Page extract:
---

This one-year MS degree program fosters interdisciplinary collaborative teaching and learning. Former graduates identified five strengths of the program:
Individualize your learning to support your interests and create your capstone project.
Engage with students from a wide range of disciplines, careers, and experiences, but with similar goals.
Develop close working relationships with interdisciplinary faculty and mentors.
Complete an MS degree in one academic year in the School of Medicine & Dentistry.
Participate in discussions and daily work of practicing clinicians and scholars.
Hometown: Smithfield, UT
Undergraduate school: The University of Utah
Degree: BFA in Acting
Career plans: In addition to acting, directing, and play writing, I want to be a professor of medical humanities and theater.
Fun fact about me: I played in a World Series of Poker event on my 21st birthday.

---

Records:
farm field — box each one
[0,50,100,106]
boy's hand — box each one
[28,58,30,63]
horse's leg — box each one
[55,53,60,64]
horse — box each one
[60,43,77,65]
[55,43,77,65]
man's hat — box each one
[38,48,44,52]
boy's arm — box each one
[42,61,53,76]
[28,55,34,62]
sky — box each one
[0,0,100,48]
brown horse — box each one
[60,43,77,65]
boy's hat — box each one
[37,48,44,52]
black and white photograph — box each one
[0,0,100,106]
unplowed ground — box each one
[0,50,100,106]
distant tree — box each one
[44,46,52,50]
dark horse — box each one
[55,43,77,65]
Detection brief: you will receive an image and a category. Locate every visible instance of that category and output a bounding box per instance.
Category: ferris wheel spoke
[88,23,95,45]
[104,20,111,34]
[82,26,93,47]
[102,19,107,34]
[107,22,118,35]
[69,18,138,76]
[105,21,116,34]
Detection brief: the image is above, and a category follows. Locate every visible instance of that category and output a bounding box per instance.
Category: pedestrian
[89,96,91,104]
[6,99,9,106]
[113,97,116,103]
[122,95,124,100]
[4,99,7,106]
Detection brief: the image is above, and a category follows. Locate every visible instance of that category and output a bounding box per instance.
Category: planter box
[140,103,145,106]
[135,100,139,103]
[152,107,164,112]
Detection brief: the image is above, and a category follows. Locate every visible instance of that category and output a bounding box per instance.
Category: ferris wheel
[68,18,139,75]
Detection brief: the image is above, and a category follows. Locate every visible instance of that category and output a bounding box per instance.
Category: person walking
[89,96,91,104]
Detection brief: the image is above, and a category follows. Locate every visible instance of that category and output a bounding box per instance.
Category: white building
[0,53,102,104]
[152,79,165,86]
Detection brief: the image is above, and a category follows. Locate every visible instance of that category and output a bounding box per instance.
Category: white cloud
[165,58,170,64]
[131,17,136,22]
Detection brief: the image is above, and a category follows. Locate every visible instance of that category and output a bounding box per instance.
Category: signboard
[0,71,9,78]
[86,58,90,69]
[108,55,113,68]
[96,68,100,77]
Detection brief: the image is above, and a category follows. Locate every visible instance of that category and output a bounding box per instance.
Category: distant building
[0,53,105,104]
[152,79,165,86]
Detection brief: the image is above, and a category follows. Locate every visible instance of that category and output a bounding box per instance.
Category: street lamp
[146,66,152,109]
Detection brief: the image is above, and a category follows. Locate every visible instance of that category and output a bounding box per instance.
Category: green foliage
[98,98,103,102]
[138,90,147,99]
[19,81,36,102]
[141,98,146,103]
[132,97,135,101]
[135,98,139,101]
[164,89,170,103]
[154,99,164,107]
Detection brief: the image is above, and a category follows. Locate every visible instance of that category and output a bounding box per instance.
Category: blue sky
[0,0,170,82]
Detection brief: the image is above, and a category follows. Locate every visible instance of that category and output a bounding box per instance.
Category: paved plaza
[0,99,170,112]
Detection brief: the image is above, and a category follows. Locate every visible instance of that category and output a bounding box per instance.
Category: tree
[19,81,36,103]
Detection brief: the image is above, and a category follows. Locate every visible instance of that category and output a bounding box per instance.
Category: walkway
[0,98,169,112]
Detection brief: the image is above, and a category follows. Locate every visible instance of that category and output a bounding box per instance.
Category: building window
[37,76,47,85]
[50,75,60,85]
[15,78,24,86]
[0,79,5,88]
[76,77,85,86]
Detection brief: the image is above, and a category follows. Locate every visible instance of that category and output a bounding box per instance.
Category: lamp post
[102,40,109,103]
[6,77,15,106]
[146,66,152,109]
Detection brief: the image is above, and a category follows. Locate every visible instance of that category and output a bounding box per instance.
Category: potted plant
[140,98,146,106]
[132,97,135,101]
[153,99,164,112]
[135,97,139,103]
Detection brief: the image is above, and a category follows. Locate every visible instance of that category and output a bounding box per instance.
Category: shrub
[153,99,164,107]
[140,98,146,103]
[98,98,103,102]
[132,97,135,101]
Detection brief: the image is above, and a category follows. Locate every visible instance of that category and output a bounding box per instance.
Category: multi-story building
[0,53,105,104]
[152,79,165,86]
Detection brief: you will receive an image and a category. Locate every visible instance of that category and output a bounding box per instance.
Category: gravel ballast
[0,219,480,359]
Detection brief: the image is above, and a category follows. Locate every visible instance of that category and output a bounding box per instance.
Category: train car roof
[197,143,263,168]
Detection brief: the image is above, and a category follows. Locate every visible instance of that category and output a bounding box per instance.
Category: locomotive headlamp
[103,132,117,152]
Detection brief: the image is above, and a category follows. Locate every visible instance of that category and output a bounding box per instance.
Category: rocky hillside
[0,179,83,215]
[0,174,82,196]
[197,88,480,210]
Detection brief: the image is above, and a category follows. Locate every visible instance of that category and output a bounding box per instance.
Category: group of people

---

Task item A:
Translate this sentence from the MS program page into Spanish: "Develop close working relationships with interdisciplinary faculty and mentors."
Task item B:
Please return everything in the MS program page from "Engage with students" down to "humanities and theater.", copied word for word.
The records come from a different source than the MS program page.

Exercise answer A:
Desarrolla relaciones de trabajo estrechas con profesores y mentores interdisciplinarios.

Exercise answer B:
Engage with students from a wide range of disciplines, careers, and experiences, but with similar goals.
Develop close working relationships with interdisciplinary faculty and mentors.
Complete an MS degree in one academic year in the School of Medicine & Dentistry.
Participate in discussions and daily work of practicing clinicians and scholars.
Hometown: Smithfield, UT
Undergraduate school: The University of Utah
Degree: BFA in Acting
Career plans: In addition to acting, directing, and play writing, I want to be a professor of medical humanities and theater.